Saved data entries
____
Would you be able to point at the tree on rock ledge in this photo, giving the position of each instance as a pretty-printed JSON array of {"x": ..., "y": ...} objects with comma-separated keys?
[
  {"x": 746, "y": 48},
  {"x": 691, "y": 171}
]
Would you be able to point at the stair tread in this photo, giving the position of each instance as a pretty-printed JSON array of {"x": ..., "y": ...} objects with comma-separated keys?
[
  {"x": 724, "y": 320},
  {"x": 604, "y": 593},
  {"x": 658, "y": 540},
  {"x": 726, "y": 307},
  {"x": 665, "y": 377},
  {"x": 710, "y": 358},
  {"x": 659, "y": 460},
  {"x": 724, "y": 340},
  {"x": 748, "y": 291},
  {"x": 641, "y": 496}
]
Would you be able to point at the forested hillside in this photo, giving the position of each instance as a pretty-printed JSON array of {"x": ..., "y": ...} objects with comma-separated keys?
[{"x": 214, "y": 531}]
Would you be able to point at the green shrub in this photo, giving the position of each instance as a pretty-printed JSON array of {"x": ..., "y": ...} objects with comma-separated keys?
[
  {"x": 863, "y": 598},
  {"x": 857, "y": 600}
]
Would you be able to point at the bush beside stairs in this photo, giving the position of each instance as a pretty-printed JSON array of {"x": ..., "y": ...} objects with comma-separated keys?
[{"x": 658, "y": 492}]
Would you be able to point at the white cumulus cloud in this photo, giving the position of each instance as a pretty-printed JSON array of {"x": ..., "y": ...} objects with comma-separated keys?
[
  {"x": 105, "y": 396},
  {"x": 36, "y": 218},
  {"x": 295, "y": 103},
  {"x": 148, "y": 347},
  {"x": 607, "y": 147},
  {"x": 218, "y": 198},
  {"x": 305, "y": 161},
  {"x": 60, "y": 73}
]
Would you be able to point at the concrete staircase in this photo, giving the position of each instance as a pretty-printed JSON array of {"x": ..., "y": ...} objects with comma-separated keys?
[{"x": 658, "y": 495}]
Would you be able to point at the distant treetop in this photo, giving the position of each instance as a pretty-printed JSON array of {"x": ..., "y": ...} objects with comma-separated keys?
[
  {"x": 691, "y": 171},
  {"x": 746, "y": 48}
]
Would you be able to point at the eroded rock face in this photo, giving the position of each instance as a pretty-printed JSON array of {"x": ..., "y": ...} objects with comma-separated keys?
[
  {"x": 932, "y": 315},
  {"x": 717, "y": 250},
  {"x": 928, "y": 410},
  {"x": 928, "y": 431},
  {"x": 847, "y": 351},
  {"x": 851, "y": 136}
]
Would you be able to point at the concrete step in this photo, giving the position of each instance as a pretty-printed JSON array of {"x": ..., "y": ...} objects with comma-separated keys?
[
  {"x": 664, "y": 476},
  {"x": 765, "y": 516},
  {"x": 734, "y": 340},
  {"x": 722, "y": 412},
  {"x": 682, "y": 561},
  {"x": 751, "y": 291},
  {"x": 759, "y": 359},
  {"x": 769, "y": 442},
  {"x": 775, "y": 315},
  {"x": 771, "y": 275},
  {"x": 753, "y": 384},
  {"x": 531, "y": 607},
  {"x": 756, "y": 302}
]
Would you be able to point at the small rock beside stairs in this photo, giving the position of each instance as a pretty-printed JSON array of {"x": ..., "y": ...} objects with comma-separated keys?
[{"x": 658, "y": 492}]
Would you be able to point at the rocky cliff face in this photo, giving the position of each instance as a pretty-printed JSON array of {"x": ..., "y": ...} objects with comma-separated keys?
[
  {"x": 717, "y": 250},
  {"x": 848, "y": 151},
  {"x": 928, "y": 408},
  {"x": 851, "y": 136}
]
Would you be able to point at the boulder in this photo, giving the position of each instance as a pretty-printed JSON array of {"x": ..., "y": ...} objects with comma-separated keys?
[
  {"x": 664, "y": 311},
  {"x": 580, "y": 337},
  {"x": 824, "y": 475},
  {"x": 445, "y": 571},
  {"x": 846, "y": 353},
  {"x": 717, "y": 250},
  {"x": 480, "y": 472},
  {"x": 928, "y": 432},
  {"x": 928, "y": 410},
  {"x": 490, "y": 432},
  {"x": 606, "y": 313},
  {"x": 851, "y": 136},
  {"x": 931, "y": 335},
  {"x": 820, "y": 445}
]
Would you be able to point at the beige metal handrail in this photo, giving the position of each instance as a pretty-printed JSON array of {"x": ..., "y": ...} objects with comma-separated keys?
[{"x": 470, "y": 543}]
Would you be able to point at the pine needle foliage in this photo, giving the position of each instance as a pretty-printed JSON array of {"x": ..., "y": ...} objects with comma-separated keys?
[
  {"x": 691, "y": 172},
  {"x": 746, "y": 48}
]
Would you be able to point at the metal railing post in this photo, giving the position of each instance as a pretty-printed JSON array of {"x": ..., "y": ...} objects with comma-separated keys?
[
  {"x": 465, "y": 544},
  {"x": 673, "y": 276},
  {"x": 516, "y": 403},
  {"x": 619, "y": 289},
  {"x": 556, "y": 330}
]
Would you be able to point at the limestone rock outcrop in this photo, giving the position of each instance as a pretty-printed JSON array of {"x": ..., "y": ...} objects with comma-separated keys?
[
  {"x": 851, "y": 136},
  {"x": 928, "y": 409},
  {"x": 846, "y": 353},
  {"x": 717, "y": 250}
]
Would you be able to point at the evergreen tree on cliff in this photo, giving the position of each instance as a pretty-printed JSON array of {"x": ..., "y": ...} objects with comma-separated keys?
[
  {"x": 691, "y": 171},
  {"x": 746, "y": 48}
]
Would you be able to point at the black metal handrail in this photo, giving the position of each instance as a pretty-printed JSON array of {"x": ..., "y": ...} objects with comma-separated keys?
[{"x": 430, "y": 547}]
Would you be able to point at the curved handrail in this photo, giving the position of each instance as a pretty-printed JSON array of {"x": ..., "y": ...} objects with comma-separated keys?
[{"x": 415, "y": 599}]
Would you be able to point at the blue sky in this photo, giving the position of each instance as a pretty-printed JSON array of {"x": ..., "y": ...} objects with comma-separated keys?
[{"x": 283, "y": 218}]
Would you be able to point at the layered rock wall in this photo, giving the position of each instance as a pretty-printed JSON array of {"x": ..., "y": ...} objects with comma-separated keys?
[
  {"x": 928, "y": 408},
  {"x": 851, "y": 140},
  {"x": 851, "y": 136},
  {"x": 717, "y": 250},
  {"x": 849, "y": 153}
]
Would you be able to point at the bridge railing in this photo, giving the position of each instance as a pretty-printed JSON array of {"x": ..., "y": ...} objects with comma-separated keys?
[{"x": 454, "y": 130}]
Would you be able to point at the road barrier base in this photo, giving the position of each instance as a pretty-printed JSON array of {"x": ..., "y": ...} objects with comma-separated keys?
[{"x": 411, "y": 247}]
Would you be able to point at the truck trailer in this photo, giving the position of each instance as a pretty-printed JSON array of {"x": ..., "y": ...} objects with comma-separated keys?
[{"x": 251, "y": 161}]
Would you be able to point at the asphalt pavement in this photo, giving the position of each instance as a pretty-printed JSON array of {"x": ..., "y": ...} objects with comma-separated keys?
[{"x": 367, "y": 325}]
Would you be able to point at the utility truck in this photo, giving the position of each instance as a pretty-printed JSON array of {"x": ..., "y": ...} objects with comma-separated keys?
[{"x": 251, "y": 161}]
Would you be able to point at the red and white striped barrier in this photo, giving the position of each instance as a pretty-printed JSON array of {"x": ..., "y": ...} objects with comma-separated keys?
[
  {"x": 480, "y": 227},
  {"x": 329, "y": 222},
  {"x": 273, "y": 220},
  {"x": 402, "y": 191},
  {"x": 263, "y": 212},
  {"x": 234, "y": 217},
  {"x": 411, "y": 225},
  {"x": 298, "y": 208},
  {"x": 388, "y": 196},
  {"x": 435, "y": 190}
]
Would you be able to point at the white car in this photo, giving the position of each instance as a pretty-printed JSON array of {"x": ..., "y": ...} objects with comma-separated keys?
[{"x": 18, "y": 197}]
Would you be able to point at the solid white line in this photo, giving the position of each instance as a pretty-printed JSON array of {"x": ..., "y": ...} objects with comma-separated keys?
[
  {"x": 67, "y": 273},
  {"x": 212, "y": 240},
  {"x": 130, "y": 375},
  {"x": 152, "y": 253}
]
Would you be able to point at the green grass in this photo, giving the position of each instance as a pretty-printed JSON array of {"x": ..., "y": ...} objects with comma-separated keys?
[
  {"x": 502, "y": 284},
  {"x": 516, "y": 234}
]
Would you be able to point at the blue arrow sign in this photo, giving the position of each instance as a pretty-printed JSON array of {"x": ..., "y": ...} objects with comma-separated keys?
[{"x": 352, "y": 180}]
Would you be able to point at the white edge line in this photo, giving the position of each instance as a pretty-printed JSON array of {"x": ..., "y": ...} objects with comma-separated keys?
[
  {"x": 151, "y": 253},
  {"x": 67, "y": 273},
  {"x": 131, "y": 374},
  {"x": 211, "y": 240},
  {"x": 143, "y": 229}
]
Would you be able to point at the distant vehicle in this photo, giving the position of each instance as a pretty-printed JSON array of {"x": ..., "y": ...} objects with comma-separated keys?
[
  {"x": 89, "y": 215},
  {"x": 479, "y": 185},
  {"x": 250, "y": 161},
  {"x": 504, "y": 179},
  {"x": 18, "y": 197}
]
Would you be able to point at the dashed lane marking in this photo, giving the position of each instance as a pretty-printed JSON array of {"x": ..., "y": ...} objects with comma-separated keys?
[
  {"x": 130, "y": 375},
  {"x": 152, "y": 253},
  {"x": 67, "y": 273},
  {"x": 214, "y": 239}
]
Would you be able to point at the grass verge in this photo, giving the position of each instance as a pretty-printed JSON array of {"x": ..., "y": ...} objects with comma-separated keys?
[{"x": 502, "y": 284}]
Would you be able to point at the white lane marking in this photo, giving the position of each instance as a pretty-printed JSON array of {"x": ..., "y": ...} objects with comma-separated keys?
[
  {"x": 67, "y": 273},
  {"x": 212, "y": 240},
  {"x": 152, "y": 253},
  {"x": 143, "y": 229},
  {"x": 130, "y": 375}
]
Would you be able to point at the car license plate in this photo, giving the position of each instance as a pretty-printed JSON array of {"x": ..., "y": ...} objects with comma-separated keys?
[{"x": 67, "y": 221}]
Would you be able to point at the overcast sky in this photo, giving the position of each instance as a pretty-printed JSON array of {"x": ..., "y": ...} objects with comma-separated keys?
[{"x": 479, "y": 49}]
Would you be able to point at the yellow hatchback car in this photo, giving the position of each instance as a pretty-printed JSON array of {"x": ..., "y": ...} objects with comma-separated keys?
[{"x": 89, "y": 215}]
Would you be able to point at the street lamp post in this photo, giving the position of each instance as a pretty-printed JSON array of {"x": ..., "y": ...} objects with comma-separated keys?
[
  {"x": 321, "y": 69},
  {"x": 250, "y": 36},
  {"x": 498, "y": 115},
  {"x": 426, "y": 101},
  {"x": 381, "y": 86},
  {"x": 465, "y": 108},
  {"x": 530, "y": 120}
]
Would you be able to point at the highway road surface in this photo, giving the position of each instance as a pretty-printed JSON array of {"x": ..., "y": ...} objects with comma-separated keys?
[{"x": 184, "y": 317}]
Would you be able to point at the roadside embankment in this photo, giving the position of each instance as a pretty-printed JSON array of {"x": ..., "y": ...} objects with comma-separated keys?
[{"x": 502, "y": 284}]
____
■ **Instructions to follow**
Only the line that contains "Would you be able to point at the street" and the lines after it, through the end of the data above, are to be repeated exactly.

■ **Solution to the exercise**
Would you be able to point at the street lamp post in this photo, giving the position of each instance as a pretty-printed JSON array of {"x": ..., "y": ...} objects with comma-separated keys?
[
  {"x": 321, "y": 69},
  {"x": 250, "y": 36},
  {"x": 498, "y": 115},
  {"x": 426, "y": 101},
  {"x": 381, "y": 86},
  {"x": 465, "y": 108},
  {"x": 530, "y": 120}
]
Would you be able to point at the highway road surface in this photo, giving the position of each instance as a pretty-printed JSON array of {"x": ..., "y": ...} objects with comma-separated keys?
[{"x": 184, "y": 317}]
Would you be able to point at the roadside embankment in this photo, giving the position of each instance as a pretty-printed JSON array of {"x": ..., "y": ...} objects with comma-separated keys?
[{"x": 502, "y": 284}]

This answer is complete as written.